### STATED GOAL
Repeat exactly the lines from the line containing "Expected: one point per instance of the shrub, each" to the last line of the listing, including both.

>> START SUPPLIED MATERIAL

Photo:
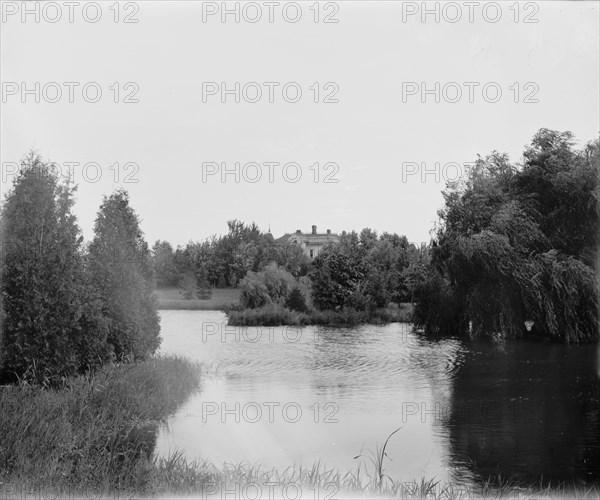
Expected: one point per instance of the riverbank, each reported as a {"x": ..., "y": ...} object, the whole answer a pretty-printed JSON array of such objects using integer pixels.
[
  {"x": 277, "y": 315},
  {"x": 96, "y": 433},
  {"x": 221, "y": 299},
  {"x": 95, "y": 438}
]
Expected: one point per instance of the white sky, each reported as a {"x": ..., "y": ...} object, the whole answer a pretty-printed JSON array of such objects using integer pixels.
[{"x": 369, "y": 53}]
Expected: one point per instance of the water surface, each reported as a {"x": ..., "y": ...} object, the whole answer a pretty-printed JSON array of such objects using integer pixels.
[{"x": 467, "y": 410}]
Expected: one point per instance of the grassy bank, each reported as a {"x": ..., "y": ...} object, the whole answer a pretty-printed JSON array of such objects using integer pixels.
[
  {"x": 222, "y": 298},
  {"x": 276, "y": 315},
  {"x": 94, "y": 438},
  {"x": 94, "y": 434}
]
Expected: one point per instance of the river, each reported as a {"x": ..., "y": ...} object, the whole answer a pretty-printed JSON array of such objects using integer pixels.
[{"x": 467, "y": 410}]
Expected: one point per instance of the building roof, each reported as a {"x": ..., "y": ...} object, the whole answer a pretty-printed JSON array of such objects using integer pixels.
[{"x": 309, "y": 238}]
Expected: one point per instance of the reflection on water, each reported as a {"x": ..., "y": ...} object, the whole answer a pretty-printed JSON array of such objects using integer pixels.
[{"x": 467, "y": 410}]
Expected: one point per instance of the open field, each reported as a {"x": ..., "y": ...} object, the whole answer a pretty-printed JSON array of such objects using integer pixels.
[{"x": 222, "y": 298}]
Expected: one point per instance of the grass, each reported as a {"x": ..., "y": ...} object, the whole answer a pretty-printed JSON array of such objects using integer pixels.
[
  {"x": 276, "y": 315},
  {"x": 222, "y": 298},
  {"x": 95, "y": 433},
  {"x": 94, "y": 438}
]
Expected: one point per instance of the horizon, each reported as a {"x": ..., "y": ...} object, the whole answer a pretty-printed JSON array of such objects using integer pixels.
[{"x": 382, "y": 153}]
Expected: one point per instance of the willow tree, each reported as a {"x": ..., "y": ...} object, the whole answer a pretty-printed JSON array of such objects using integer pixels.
[
  {"x": 51, "y": 321},
  {"x": 516, "y": 245},
  {"x": 121, "y": 269}
]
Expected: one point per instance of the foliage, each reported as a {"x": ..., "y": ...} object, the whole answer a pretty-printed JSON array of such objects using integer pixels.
[
  {"x": 295, "y": 301},
  {"x": 519, "y": 244},
  {"x": 187, "y": 286},
  {"x": 52, "y": 322},
  {"x": 272, "y": 285},
  {"x": 121, "y": 269},
  {"x": 203, "y": 290}
]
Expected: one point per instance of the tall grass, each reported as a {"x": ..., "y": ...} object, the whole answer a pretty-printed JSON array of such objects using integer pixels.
[
  {"x": 95, "y": 433},
  {"x": 277, "y": 315}
]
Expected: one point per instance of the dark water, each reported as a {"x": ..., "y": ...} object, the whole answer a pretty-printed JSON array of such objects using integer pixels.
[{"x": 467, "y": 410}]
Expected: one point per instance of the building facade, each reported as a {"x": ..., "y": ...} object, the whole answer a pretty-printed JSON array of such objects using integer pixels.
[{"x": 311, "y": 243}]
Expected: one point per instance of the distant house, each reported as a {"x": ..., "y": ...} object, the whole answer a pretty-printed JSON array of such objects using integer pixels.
[{"x": 311, "y": 243}]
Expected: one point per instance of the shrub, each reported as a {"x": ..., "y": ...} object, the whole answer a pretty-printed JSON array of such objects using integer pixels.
[
  {"x": 295, "y": 301},
  {"x": 52, "y": 323}
]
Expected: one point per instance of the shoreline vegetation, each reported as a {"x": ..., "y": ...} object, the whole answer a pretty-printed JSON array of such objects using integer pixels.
[
  {"x": 278, "y": 315},
  {"x": 221, "y": 300},
  {"x": 95, "y": 438}
]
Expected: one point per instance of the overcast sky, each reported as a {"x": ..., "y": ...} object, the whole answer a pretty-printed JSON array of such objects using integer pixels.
[{"x": 368, "y": 57}]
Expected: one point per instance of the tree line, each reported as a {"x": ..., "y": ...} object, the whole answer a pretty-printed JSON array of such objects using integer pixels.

>> END SUPPLIED MATERIAL

### THE COMPLETED TASK
Expected: one point per instance of the shrub, each reported as a {"x": ..., "y": ...} object, the whole answer a pretty-printed JSON array of such objects using integer pixels.
[
  {"x": 295, "y": 301},
  {"x": 52, "y": 323}
]
Expected: one point per instance of the shoreline vegetation, each reported as a {"x": ..., "y": ...} object, the whole answer a pretty-printed JSON array of such objects using integer pixels.
[
  {"x": 278, "y": 315},
  {"x": 221, "y": 300},
  {"x": 95, "y": 438}
]
Expected: one point per instance of the overcast sky, each reported as a {"x": ..., "y": ...} object, the whole answer a pretty-printed JSON array of such objects using integer pixels.
[{"x": 368, "y": 57}]
Expected: one point per instance of the tree line, each reported as a {"x": ..., "y": ...} object, the whole answer a pretty-printed JSON array of such objects using integer pixels.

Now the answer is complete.